*PAGE TEXT*.
>>>
PRESIDENT Trump, in his latest speech on restarting the Afghan war, made it clear he is not just interested in ‘killing terrorists’.
He insisted: ‘We are going to participate in economic development to help defray the cost of this war to us,’ proposing that India joins the US in robbing the Afghans of their natural resources and, no doubt, sending some of the loot back home to try to keep the US workers quiet.
This task has now been handed over to the generals who are at the centre of the Trump regime. Meanwhile, US Vice President Mike Pence has taken over where Trump left off. He has just pledged that the United States will not allow the ‘collapse of Venezuela’ and will use ‘economic and diplomatic power’ to restore ‘democracy’ in the South American nation.
However, everybody knows that with millions of Venezuelan workers and youth supporting the left military regime of President Maduro, more will be needed than ‘pro-democracy’ phrases. Pence continued: ‘The collapse of Venezuela will endanger all who call the Western Hemisphere home. We cannot and will not let that happen.’
What he means is that if the US does not take full advantage of the fall in oil prices that has undermined and weakened the Venezuelan government, and take decisive action in a situation where the right wing opposition is still not powerful enough to overthrow Maduro, the US ruling class could well rue the missed opportunity, and pay a huge political price throughout Latin America as Venezuela recovers, and the regime is seen to have successfully defied the US.
In fact, the US Vice President’s comments come days after Trump told reporters a ‘military operation, a military option, is certainly something we could pursue’ in Venezuela.
<<<
*SUPPLIED DATA*.
>>>
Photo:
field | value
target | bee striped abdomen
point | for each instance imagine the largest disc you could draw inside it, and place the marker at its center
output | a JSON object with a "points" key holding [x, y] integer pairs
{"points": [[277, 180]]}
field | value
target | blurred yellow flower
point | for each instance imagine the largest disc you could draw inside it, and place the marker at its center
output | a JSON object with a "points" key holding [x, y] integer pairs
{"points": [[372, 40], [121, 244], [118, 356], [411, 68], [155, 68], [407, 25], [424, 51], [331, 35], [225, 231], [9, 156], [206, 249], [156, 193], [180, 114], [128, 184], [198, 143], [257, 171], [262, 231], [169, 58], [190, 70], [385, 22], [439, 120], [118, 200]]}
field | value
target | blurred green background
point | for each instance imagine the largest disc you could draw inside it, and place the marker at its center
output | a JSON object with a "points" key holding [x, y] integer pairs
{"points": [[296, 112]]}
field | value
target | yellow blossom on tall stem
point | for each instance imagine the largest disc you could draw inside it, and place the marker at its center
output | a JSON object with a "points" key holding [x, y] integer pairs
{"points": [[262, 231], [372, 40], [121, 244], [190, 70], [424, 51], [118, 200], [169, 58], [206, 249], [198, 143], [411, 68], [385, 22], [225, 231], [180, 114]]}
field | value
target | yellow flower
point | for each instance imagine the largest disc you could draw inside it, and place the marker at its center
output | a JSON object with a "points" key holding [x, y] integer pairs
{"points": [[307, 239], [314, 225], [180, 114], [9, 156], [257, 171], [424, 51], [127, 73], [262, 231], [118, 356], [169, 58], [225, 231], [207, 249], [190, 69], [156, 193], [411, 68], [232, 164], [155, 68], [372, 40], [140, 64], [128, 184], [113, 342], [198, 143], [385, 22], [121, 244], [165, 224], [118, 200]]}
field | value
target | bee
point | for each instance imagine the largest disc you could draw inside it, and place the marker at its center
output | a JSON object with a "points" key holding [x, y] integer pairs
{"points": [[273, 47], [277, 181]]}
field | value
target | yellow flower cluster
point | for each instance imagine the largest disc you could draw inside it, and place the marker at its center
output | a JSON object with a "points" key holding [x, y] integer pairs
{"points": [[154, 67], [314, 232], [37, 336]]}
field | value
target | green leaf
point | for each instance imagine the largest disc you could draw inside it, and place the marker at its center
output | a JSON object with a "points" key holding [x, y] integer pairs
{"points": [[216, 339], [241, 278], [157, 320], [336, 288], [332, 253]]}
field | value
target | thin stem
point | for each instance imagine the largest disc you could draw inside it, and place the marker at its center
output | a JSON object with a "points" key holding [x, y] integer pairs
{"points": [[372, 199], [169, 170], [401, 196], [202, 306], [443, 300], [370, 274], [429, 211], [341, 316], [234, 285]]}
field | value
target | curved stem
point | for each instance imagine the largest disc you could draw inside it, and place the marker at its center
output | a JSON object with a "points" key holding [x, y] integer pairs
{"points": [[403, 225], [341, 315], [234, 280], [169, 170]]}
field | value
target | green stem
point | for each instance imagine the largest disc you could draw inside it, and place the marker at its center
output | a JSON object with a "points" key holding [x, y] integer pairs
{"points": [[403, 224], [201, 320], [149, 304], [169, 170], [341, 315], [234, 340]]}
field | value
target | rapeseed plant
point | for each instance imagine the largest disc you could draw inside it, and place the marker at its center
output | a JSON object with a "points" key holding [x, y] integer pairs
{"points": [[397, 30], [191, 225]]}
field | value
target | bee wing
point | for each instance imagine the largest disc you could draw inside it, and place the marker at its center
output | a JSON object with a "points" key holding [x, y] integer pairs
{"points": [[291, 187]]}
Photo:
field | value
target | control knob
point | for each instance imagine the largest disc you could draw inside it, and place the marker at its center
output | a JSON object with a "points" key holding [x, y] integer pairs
<<<
*REQUIRED ACTION 1*.
From the article on US threats toward Venezuela, extract the passage starting with "However, everybody knows" and going on through "defied the US.".
*REQUIRED ACTION 2*.
In the article on US threats toward Venezuela, what does Pence say the United States will use to restore democracy there?
*REQUIRED ACTION 3*.
Carry on the article on US threats toward Venezuela from where it stops.

*YOUR RESPONSE 1*.
However, everybody knows that with millions of Venezuelan workers and youth supporting the left military regime of President Maduro, more will be needed than ‘pro-democracy’ phrases. Pence continued: ‘The collapse of Venezuela will endanger all who call the Western Hemisphere home. We cannot and will not let that happen.’
What he means is that if the US does not take full advantage of the fall in oil prices that has undermined and weakened the Venezuelan government, and take decisive action in a situation where the right wing opposition is still not powerful enough to overthrow Maduro, the US ruling class could well rue the missed opportunity, and pay a huge political price throughout Latin America as Venezuela recovers, and the regime is seen to have successfully defied the US.

*YOUR RESPONSE 2*.
Economic and diplomatic power.

*YOUR RESPONSE 3*.
It has gigantic oil resources that the US ruling class is desperate to get its hands on, and to use some of it, no doubt, to try to buy off the US working class at home. UN Secretary General Antonio Guterres has responded to the Trump-Pence threats by stating that Latin American countries must be safeguarded from foreign intervention.
He means that after a Venezuela intervention the whole of South America would be fair game for the US. In fact, Maduro has responded defiantly to the US threats, saying that America will experience 15 times as many difficulties as it suffered in the Vietnam War if it attacks his country.
Venezuela has been reeling from unrest for several months in a crisis caused by shortages of food, medicine and hyperinflation, caused by the oil collapse. Pence, on Wednesday, blamed President Maduro for Venezuela’s woes, arguing he has taken the oil-rich country on a path from ‘prosperity to poverty’.
With the US ruling class split and divided, with US workers saying that American capitalism has betrayed them and sold their jobs, and with street battles between neo-fascists and US workers and youth taking place in the streets of US cities, Pence has the cheek to lecture Venezuela on democracy.
‘This is not the fate the Venezuelan people have chosen. No free people has ever chosen to walk the path from prosperity to poverty,’ he said. Venezuela has gone in the opposite direction – toward dictatorship, not democracy, toward oppression, not freedom,’ he continued.
Pence is actually describing the path that the US ruling class is taking both at home and abroad under the Trump-Pence regime. The fact of the matter is that the US ruling class is being forced to attempt the pillaging of the planet to try to keep the peace at home.
In fact, the opposite will happen. There will be a massive opposition to any attack by US imperialism on Venezuela, and millions of workers will take to the streets of the US and the world in defence of the people of Venezuela.
It is capitalism and imperialism that is taking the entire world from prosperity to the most acute poverty. There is only one way out of this crisis. This is through the organisation of the victory of the worldwide socialist revolution to replace capitalism and imperialism with worldwide socialism.